"""

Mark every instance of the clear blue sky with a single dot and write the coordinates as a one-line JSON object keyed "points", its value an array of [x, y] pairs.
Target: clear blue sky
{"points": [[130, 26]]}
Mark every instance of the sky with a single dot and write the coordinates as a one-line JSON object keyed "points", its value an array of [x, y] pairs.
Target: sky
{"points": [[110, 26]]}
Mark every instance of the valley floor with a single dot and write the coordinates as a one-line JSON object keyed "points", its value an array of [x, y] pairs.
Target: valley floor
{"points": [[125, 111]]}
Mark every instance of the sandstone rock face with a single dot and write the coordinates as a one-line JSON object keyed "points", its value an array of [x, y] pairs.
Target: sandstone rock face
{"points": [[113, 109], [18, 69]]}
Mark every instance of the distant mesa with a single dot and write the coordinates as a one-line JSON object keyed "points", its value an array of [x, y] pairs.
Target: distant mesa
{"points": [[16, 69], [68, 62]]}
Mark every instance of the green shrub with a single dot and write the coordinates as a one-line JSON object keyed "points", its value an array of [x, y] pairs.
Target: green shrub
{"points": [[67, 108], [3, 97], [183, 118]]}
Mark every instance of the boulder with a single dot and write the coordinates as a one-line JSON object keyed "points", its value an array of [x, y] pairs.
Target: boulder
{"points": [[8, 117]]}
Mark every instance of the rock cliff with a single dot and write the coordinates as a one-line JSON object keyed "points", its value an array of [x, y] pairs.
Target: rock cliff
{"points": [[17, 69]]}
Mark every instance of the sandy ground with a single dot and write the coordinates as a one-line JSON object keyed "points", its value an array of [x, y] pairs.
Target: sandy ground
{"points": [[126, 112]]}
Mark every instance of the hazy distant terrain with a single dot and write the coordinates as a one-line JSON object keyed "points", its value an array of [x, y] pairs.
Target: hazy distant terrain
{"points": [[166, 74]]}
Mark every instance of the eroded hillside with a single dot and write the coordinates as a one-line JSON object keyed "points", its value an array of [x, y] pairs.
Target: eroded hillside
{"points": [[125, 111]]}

"""

* _Problem statement_
Format the records above as a Markdown table with two columns, Row and Line. Give each non-blank line its own numbered row and leave out blank lines.

* _Written response_
| Row | Line |
|---|---|
| 1 | Mark every instance of the clear blue sky with a single dot and write the coordinates as a one-line JSON object keyed "points", its value an array of [x, y] pairs. |
| 2 | Target: clear blue sky |
| 3 | {"points": [[130, 26]]} |
| 4 | Mark every instance of the sky with a single dot and write the coordinates as a one-line JSON object keyed "points", its value an array of [x, y] pairs. |
| 5 | Target: sky |
| 6 | {"points": [[110, 26]]} |
| 7 | Mark every instance of the valley floor with a single dot and write the coordinates as a one-line JSON object keyed "points", its value an array of [x, y] pairs. |
| 8 | Target: valley floor |
| 9 | {"points": [[125, 111]]} |
| 10 | Mark every instance of the sandstone rock face with a single dot and write the coordinates as a one-line JSON object keyed "points", its value an array of [x, y] pairs. |
| 11 | Target: sandstone rock face |
| 12 | {"points": [[113, 109], [18, 69]]} |
| 13 | Mark every instance of the distant mesa with a single dot and write the coordinates as a one-line JSON object keyed "points", its value an array of [x, y] pairs. |
| 14 | Target: distant mesa |
| 15 | {"points": [[16, 69], [68, 62]]} |
| 16 | Mark every instance of the green shrub with a single dot and write the coordinates as a one-line JSON object keyed "points", its value an array of [x, y] pairs. |
| 17 | Target: green shrub |
| 18 | {"points": [[67, 108], [3, 97], [183, 118]]} |
| 19 | Mark every instance of the boulder with a single dot and write the coordinates as a one-line JSON object keyed "points", its value an array of [x, y] pairs. |
| 20 | Target: boulder |
| 21 | {"points": [[8, 117]]} |
| 22 | Mark every instance of the rock cliff with a single dot and write the coordinates as a one-line JSON object keyed "points", its value an array of [x, y] pairs. |
| 23 | Target: rock cliff |
| 24 | {"points": [[17, 69]]} |
| 25 | Mark every instance of the sandy ground with a single dot and write the coordinates as a one-line JSON object keyed "points", its value an array of [x, y] pairs. |
| 26 | Target: sandy ground |
| 27 | {"points": [[126, 112]]} |
| 28 | Mark every instance of the hazy distant terrain with a single dot and write the coordinates as a one-line JSON object keyed "points", its value an array of [x, y] pairs. |
| 29 | Target: hazy distant terrain |
| 30 | {"points": [[166, 74]]} |
| 31 | Mark every instance of the eroded hillside with a single dot and write the coordinates as a one-line JSON object keyed "points", its value an array of [x, y] pairs. |
| 32 | Target: eroded hillside |
| 33 | {"points": [[125, 111]]} |